**INSTRUCCIONES DE LA TAREA**
Indica cuántas líneas de las filas contienen la palabra "pink". Responde solo con el número.

**LAS FILAS**

####################

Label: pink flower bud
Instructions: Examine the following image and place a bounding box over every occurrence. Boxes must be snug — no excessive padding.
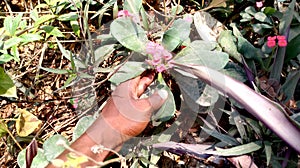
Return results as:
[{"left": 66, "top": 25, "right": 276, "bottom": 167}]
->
[{"left": 256, "top": 1, "right": 263, "bottom": 8}]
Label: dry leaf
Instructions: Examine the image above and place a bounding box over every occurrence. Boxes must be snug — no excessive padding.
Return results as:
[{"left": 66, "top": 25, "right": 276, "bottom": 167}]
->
[{"left": 16, "top": 109, "right": 42, "bottom": 136}]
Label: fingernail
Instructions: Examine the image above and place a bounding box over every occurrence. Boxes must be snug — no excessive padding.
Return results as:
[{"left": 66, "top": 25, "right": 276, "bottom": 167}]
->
[{"left": 157, "top": 89, "right": 168, "bottom": 99}]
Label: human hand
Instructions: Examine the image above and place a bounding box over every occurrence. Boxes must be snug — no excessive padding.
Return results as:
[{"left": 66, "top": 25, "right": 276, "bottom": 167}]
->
[{"left": 87, "top": 73, "right": 168, "bottom": 147}]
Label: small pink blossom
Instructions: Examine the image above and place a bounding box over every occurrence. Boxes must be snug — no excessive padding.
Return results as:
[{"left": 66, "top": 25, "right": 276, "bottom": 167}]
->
[
  {"left": 118, "top": 10, "right": 132, "bottom": 17},
  {"left": 156, "top": 64, "right": 167, "bottom": 72},
  {"left": 267, "top": 40, "right": 276, "bottom": 48},
  {"left": 146, "top": 41, "right": 173, "bottom": 72},
  {"left": 256, "top": 1, "right": 263, "bottom": 8}
]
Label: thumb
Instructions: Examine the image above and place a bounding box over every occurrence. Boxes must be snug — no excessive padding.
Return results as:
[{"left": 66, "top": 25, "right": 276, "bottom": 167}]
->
[{"left": 148, "top": 89, "right": 168, "bottom": 111}]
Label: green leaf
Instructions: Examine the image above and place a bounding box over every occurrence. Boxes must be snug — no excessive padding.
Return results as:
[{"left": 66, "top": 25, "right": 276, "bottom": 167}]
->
[
  {"left": 43, "top": 134, "right": 69, "bottom": 161},
  {"left": 57, "top": 12, "right": 78, "bottom": 21},
  {"left": 162, "top": 19, "right": 191, "bottom": 51},
  {"left": 152, "top": 73, "right": 175, "bottom": 126},
  {"left": 220, "top": 62, "right": 247, "bottom": 82},
  {"left": 281, "top": 70, "right": 300, "bottom": 102},
  {"left": 70, "top": 20, "right": 80, "bottom": 37},
  {"left": 174, "top": 41, "right": 229, "bottom": 70},
  {"left": 20, "top": 34, "right": 43, "bottom": 43},
  {"left": 285, "top": 33, "right": 300, "bottom": 63},
  {"left": 123, "top": 0, "right": 142, "bottom": 15},
  {"left": 17, "top": 148, "right": 49, "bottom": 168},
  {"left": 201, "top": 127, "right": 239, "bottom": 146},
  {"left": 40, "top": 67, "right": 72, "bottom": 74},
  {"left": 207, "top": 141, "right": 262, "bottom": 156},
  {"left": 41, "top": 26, "right": 65, "bottom": 39},
  {"left": 171, "top": 69, "right": 206, "bottom": 113},
  {"left": 10, "top": 46, "right": 20, "bottom": 62},
  {"left": 218, "top": 30, "right": 242, "bottom": 63},
  {"left": 245, "top": 6, "right": 257, "bottom": 16},
  {"left": 0, "top": 67, "right": 17, "bottom": 98},
  {"left": 254, "top": 12, "right": 272, "bottom": 24},
  {"left": 3, "top": 13, "right": 23, "bottom": 36},
  {"left": 3, "top": 37, "right": 23, "bottom": 50},
  {"left": 279, "top": 0, "right": 296, "bottom": 35},
  {"left": 94, "top": 44, "right": 116, "bottom": 67},
  {"left": 0, "top": 120, "right": 7, "bottom": 137},
  {"left": 72, "top": 116, "right": 96, "bottom": 142},
  {"left": 110, "top": 17, "right": 148, "bottom": 53},
  {"left": 34, "top": 15, "right": 56, "bottom": 27},
  {"left": 171, "top": 5, "right": 184, "bottom": 15},
  {"left": 109, "top": 61, "right": 146, "bottom": 85},
  {"left": 0, "top": 54, "right": 14, "bottom": 64},
  {"left": 91, "top": 0, "right": 117, "bottom": 19}
]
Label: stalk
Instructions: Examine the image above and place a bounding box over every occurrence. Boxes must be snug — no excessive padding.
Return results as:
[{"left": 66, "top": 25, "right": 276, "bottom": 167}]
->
[{"left": 173, "top": 63, "right": 300, "bottom": 153}]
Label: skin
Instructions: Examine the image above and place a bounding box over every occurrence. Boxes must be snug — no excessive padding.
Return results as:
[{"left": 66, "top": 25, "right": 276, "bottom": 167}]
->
[{"left": 47, "top": 73, "right": 167, "bottom": 168}]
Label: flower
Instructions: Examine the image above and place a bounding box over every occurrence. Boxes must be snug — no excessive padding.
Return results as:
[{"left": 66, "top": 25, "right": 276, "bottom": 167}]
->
[
  {"left": 146, "top": 41, "right": 173, "bottom": 72},
  {"left": 267, "top": 35, "right": 287, "bottom": 48},
  {"left": 118, "top": 10, "right": 133, "bottom": 17},
  {"left": 256, "top": 1, "right": 263, "bottom": 8},
  {"left": 155, "top": 64, "right": 167, "bottom": 72}
]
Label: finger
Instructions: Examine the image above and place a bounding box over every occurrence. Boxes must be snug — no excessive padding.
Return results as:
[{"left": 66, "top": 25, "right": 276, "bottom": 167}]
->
[
  {"left": 148, "top": 89, "right": 168, "bottom": 112},
  {"left": 136, "top": 72, "right": 155, "bottom": 98}
]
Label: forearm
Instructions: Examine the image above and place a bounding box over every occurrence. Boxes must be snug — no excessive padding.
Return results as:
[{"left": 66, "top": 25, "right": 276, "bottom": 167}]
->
[{"left": 48, "top": 113, "right": 125, "bottom": 168}]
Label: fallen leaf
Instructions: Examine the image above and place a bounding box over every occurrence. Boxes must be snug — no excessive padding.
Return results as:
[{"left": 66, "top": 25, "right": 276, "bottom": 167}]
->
[{"left": 16, "top": 109, "right": 42, "bottom": 137}]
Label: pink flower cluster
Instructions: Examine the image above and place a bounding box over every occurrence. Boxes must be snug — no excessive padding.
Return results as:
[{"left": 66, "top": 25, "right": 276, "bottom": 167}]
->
[
  {"left": 267, "top": 36, "right": 287, "bottom": 48},
  {"left": 118, "top": 10, "right": 133, "bottom": 17},
  {"left": 146, "top": 41, "right": 173, "bottom": 72}
]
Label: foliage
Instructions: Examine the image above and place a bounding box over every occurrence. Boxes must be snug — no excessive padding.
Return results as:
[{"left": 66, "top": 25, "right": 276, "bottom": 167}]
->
[{"left": 0, "top": 0, "right": 300, "bottom": 167}]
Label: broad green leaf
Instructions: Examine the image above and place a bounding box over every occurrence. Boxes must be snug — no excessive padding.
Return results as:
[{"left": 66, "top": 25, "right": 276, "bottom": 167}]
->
[
  {"left": 3, "top": 37, "right": 23, "bottom": 50},
  {"left": 254, "top": 12, "right": 272, "bottom": 24},
  {"left": 0, "top": 120, "right": 7, "bottom": 137},
  {"left": 285, "top": 33, "right": 300, "bottom": 63},
  {"left": 17, "top": 148, "right": 49, "bottom": 168},
  {"left": 10, "top": 46, "right": 20, "bottom": 62},
  {"left": 20, "top": 34, "right": 43, "bottom": 43},
  {"left": 110, "top": 17, "right": 148, "bottom": 53},
  {"left": 123, "top": 0, "right": 142, "bottom": 15},
  {"left": 171, "top": 5, "right": 184, "bottom": 15},
  {"left": 0, "top": 67, "right": 17, "bottom": 98},
  {"left": 109, "top": 61, "right": 146, "bottom": 85},
  {"left": 41, "top": 26, "right": 65, "bottom": 39},
  {"left": 281, "top": 70, "right": 300, "bottom": 102},
  {"left": 252, "top": 23, "right": 272, "bottom": 34},
  {"left": 3, "top": 13, "right": 23, "bottom": 36},
  {"left": 171, "top": 70, "right": 205, "bottom": 113},
  {"left": 152, "top": 73, "right": 175, "bottom": 126},
  {"left": 0, "top": 54, "right": 14, "bottom": 64},
  {"left": 16, "top": 109, "right": 42, "bottom": 137},
  {"left": 94, "top": 44, "right": 116, "bottom": 67},
  {"left": 91, "top": 0, "right": 117, "bottom": 19},
  {"left": 201, "top": 127, "right": 239, "bottom": 146},
  {"left": 57, "top": 12, "right": 78, "bottom": 21},
  {"left": 40, "top": 67, "right": 72, "bottom": 74},
  {"left": 245, "top": 6, "right": 257, "bottom": 16},
  {"left": 218, "top": 30, "right": 242, "bottom": 63},
  {"left": 237, "top": 36, "right": 264, "bottom": 62},
  {"left": 43, "top": 134, "right": 69, "bottom": 161},
  {"left": 56, "top": 39, "right": 87, "bottom": 68},
  {"left": 70, "top": 20, "right": 80, "bottom": 37},
  {"left": 220, "top": 62, "right": 247, "bottom": 82},
  {"left": 207, "top": 141, "right": 262, "bottom": 156},
  {"left": 174, "top": 41, "right": 229, "bottom": 70},
  {"left": 196, "top": 85, "right": 219, "bottom": 107},
  {"left": 72, "top": 116, "right": 96, "bottom": 142},
  {"left": 34, "top": 15, "right": 56, "bottom": 27},
  {"left": 162, "top": 19, "right": 191, "bottom": 51},
  {"left": 279, "top": 0, "right": 296, "bottom": 35}
]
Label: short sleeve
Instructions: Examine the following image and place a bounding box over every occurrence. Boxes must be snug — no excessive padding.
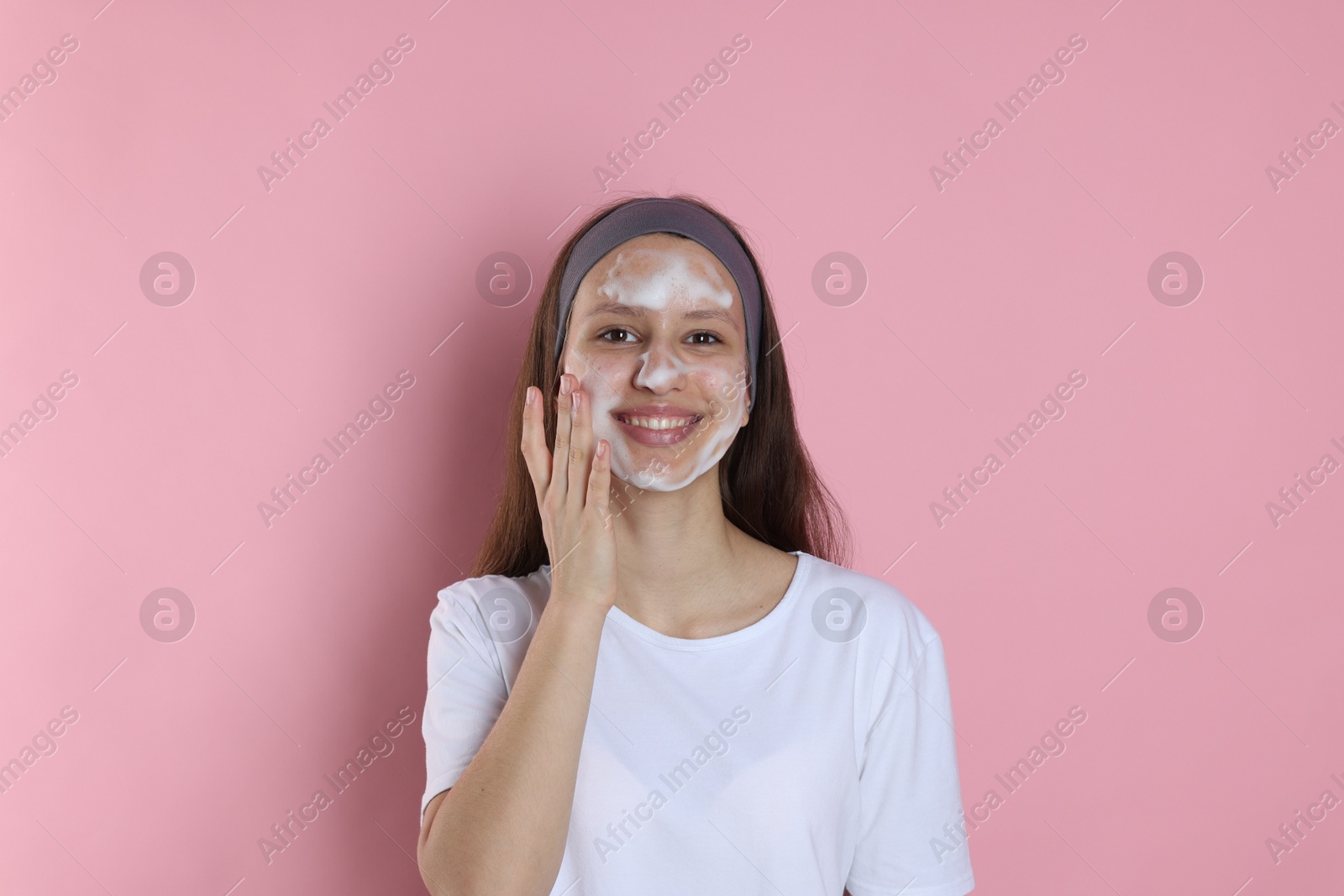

####################

**EN RESPUESTA**
3